Task statement:
In the article below on the coronavirus outbreak and force majeure, condense the paragraph beginning "In a note, Mercom's Anjana Parikh" into a short bulleted list that keeps its main facts.

The Finance Ministry has classified the coronavirus outbreak as a natural calamity, and covered by the force majeure clause (FMC). The ministry has said it can invoke the clause wherever appropriate, according to a Mercom Communications India report.
Mercom, a clean energy consulting firm, said extraordinary events beyond human control, such as wars, riots, crimes and natural calamities, can be classified as force majeure. This clause can free both the parties in a contract from contractual liability in fulfilling their obligations.
However, the ministry has clarified that the clause does not excuse a party’s non-performance entirely — it only suspends it for a period.
In a note, Mercom’s Anjana Parikh pointed out that per one condition of the clause, during any such extraordinary event, the firm must notify force majeure as soon as it occurs, and not claim it ex-post facto (retrospectively). The ministry has further clarified that there may be a force majeure situation affecting the purchase organisation only. In such a situation, that organisation needs to inform the supplier of the necessary action, Mercom said.
“If the performance in whole or in part or any obligation under this contract is prevented or delayed by any reason of force majeure for a period exceeding 90 days, either party may at its option terminate the contract without any financial repercussion on either side,” the ministry notified.
Unsure of fine-print
The Mercom report quoted a clean energy developer as saying: “It’s good that the government has recognised the coronavirus outbreak as force majeure. Since there is no dispute about this any more, the developers do not have to approach the regulatory commissions. But it is unclear how the implementing agencies will take this forward and what kind of extensions will be given.”

[Dataset records]

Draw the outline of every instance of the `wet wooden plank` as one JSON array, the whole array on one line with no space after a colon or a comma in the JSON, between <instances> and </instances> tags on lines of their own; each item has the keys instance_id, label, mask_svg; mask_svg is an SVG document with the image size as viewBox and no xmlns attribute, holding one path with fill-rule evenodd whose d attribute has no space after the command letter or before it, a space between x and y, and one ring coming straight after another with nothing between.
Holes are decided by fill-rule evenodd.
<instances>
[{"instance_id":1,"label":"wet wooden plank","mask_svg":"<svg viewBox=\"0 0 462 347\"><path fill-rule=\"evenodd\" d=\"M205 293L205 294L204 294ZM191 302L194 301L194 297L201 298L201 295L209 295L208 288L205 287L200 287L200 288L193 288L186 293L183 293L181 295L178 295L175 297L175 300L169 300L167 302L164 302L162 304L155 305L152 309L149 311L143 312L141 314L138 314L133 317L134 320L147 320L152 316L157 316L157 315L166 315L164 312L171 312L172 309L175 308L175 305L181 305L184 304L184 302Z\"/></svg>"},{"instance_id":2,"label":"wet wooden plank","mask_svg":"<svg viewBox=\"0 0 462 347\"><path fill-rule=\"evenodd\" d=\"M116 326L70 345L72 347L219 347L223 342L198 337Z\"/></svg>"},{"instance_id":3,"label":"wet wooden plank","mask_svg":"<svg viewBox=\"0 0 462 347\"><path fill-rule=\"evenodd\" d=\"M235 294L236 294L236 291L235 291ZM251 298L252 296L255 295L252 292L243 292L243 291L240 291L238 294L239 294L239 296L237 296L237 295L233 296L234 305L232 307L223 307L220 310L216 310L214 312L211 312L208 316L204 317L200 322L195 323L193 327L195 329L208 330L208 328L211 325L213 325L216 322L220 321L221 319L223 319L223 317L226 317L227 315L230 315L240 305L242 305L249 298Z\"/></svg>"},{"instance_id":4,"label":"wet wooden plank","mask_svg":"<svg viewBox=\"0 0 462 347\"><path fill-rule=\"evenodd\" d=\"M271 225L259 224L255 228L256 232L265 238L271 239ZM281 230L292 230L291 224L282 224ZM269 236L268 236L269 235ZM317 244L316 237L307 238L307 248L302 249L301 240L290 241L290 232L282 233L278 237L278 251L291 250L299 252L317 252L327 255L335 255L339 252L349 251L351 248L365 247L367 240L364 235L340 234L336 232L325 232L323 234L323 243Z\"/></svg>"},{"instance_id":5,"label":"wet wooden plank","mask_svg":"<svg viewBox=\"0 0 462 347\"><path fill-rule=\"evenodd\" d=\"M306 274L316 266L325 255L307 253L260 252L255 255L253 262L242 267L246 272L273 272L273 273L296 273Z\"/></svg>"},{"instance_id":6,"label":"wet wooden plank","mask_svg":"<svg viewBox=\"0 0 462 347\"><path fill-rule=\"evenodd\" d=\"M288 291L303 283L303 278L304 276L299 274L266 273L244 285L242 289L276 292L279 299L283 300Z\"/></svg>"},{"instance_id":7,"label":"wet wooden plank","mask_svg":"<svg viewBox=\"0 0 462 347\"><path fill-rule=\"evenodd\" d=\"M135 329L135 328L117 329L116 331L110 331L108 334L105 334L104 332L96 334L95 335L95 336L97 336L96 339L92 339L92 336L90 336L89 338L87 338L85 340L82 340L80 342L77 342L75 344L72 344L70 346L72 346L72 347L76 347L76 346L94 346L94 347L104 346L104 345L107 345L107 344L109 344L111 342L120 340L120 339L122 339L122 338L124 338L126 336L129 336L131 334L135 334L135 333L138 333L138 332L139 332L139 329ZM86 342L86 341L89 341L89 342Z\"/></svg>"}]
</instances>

Answer box:
- Mercom's Anjana Parikh noted that, under one condition of the clause, a firm must notify force majeure as soon as the extraordinary event occurs, not retrospectively.
- The ministry clarified that a force majeure situation may affect only the purchase organisation.
- In that case, according to Mercom, the organisation must inform the supplier of the necessary action.